(Items from a dataset)

########################################

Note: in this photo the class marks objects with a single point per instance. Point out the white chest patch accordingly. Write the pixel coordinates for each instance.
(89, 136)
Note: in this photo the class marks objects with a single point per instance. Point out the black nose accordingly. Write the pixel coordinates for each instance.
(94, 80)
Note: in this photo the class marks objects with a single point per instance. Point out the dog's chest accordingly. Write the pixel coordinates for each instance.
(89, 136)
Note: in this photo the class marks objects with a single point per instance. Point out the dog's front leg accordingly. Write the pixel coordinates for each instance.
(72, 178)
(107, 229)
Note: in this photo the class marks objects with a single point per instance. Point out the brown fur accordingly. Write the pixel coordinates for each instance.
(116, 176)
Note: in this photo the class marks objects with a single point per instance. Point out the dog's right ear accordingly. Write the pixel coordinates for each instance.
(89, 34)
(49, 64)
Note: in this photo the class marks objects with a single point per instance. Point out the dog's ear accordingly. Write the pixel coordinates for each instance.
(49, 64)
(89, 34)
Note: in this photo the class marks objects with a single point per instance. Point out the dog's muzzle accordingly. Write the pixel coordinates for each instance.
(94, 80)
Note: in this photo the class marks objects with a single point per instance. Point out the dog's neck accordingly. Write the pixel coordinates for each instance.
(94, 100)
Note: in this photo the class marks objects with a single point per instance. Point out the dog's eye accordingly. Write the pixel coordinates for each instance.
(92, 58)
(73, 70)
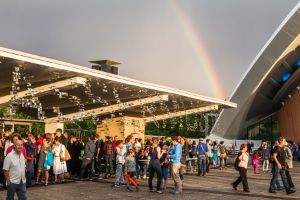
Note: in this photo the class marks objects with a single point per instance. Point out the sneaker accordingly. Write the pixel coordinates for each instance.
(174, 192)
(290, 191)
(234, 186)
(116, 185)
(280, 188)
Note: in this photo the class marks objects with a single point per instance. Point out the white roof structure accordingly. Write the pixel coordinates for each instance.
(64, 91)
(262, 88)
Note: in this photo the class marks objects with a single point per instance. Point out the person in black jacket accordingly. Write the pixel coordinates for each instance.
(109, 156)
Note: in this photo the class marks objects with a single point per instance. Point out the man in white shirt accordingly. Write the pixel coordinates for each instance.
(14, 172)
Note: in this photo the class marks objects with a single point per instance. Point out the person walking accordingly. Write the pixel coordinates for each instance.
(45, 149)
(243, 158)
(109, 156)
(59, 163)
(175, 156)
(209, 155)
(279, 159)
(120, 161)
(14, 172)
(154, 166)
(289, 165)
(265, 154)
(201, 150)
(87, 162)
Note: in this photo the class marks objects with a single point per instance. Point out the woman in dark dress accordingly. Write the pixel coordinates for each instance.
(45, 148)
(154, 166)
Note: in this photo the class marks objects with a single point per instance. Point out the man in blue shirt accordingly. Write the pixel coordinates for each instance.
(175, 156)
(201, 150)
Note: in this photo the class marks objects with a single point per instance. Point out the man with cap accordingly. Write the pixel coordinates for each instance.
(175, 156)
(201, 151)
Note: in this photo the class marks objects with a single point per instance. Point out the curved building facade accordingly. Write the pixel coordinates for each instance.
(268, 94)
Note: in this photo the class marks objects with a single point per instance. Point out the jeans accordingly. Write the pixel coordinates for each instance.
(86, 164)
(208, 162)
(138, 169)
(265, 165)
(175, 174)
(202, 165)
(277, 182)
(20, 189)
(282, 173)
(289, 178)
(109, 161)
(155, 168)
(242, 178)
(119, 175)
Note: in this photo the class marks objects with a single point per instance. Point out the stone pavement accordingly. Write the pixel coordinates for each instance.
(216, 185)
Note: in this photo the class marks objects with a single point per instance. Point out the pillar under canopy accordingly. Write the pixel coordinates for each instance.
(122, 127)
(51, 127)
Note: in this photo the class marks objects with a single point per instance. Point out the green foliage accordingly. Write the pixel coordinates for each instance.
(87, 124)
(36, 129)
(186, 126)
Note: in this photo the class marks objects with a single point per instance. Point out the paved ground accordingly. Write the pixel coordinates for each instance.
(216, 185)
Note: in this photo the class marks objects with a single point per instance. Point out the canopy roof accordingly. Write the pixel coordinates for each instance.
(75, 91)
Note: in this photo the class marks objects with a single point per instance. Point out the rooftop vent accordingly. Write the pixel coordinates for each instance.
(105, 66)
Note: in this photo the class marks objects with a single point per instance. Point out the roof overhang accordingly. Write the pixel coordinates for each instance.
(76, 90)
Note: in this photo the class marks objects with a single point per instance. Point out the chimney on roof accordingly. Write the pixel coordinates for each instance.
(105, 66)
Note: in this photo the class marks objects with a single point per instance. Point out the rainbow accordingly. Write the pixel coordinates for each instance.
(199, 48)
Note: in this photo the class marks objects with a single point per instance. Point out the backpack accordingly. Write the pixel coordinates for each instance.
(237, 161)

########################################

● About this task:
The answer should consist only of the lines from the one containing "out the rooftop" through the last line of the data, given again exactly.

● Answer box:
Note: in this photo the class marks objects with a single point per instance. Point out the rooftop vent accordingly. Write the pixel coordinates for each instance.
(105, 66)
Note: in this photo the class marks objects with a single point per instance. Point out the roof overhang accordingly. Write the pixel coordinates for each instance.
(76, 90)
Note: in this photo the class marks objects with a single point per instance. Point out the chimney on roof accordingly. Write the pixel coordinates for each instance.
(105, 66)
Note: in this photo the class marks objects with a single point per instance. Point out the rainbow accordingly. Write the pixel coordinates for each instance.
(199, 48)
Note: in this photo the class marks objects with a single point per instance. Point out the backpack accordingly. Write the pixel coordinates for each instance.
(237, 161)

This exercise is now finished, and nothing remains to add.